Look for "of the distant" in the listing below, then copy exactly the line it appears in and all lines after it to the end, and nothing more.

····················

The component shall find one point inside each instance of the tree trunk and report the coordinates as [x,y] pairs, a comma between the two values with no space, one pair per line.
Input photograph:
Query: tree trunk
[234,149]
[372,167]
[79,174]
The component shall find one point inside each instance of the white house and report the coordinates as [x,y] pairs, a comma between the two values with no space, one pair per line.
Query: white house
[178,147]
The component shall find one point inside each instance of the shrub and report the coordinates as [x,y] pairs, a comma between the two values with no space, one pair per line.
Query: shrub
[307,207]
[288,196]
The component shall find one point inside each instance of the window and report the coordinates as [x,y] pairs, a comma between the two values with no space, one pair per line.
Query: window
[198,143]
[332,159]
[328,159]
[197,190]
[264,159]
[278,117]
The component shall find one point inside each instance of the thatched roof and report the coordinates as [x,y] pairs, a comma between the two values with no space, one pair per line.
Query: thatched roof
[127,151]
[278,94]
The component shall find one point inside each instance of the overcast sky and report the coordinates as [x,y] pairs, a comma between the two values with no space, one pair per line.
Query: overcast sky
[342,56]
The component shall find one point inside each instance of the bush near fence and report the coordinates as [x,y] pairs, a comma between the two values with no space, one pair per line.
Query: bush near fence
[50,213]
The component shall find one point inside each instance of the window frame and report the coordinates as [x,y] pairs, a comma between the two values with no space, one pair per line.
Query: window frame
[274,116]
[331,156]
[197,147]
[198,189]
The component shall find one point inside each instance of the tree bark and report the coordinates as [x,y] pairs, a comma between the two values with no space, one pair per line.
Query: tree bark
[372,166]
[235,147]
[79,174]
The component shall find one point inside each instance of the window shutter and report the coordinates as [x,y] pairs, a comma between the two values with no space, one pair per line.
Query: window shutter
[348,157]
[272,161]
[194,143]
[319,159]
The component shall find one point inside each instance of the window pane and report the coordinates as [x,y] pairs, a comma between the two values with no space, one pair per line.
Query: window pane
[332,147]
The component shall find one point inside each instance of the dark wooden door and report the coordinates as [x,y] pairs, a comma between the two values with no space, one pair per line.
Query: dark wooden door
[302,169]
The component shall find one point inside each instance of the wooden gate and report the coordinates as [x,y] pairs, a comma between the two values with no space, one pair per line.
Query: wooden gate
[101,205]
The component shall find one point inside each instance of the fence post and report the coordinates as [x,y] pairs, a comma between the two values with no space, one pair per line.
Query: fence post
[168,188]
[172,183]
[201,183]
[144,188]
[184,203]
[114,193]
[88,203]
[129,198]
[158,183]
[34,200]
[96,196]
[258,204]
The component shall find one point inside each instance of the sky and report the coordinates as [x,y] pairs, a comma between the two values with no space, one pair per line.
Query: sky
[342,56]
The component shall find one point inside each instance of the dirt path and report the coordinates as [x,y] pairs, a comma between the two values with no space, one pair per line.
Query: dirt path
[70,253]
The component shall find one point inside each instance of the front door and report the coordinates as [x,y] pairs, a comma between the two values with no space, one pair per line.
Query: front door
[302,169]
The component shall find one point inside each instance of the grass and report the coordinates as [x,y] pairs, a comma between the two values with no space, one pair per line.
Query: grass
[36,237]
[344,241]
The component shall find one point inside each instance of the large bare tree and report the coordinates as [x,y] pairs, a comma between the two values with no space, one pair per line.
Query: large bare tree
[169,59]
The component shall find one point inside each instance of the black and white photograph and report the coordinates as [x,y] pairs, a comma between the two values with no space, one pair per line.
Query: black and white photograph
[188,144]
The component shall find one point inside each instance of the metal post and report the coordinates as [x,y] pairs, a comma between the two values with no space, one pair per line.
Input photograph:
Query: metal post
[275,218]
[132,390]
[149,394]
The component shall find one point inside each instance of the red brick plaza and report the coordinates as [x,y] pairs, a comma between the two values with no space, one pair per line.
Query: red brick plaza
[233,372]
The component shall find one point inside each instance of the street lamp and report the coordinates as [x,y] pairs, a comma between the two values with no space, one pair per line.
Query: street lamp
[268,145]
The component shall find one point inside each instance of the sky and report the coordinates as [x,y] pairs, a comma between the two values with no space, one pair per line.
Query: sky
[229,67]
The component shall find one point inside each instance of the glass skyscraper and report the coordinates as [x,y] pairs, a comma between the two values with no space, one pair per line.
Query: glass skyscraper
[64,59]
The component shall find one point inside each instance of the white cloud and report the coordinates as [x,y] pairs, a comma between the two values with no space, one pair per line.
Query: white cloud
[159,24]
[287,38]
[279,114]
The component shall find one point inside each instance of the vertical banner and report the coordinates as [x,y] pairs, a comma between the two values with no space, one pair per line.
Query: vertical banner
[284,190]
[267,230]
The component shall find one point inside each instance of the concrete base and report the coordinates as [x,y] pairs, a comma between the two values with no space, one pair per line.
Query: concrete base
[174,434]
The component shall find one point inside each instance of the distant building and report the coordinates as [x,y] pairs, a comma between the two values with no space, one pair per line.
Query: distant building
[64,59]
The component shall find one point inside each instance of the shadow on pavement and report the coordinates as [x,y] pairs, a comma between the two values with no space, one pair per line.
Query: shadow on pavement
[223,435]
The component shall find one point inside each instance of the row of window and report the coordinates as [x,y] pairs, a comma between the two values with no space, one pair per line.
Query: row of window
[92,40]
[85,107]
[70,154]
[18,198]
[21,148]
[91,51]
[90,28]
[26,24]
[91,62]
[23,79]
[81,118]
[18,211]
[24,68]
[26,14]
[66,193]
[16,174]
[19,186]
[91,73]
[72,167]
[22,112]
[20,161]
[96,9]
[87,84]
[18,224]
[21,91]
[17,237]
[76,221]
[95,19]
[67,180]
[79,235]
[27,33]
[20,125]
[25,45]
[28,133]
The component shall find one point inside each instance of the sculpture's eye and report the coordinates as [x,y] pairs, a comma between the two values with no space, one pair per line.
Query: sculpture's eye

····················

Result of the exercise —
The component shall find one point inside each instance of the distant building and report the coordinates as [x,y] pairs, a comma between the two values with no space, one pair per line.
Query: distant building
[64,59]
The component shall find one point inside each instance of the shadow on pavement and report the coordinates as [x,y] pairs, a comma between the two values with no space, one pair per line.
Query: shadow on pavement
[223,435]
The component shall find one point inside each instance of the row of window and report the coordinates as [x,y] pairs, a comma between the two values with no space, one pair per line.
Query: row of window
[92,40]
[85,107]
[70,154]
[18,198]
[21,148]
[91,51]
[90,28]
[26,24]
[91,62]
[23,79]
[81,118]
[18,211]
[24,68]
[26,14]
[66,193]
[16,174]
[19,186]
[91,73]
[72,167]
[22,112]
[20,161]
[96,9]
[87,84]
[18,224]
[21,91]
[17,237]
[76,221]
[95,19]
[67,180]
[79,235]
[27,33]
[20,125]
[25,45]
[28,133]
The component shall find one point inside each instance of the sculpture's eye and report the coordinates as [x,y] pairs, a comma between the two values with no space, one pair per line.
Query: sculpture's eye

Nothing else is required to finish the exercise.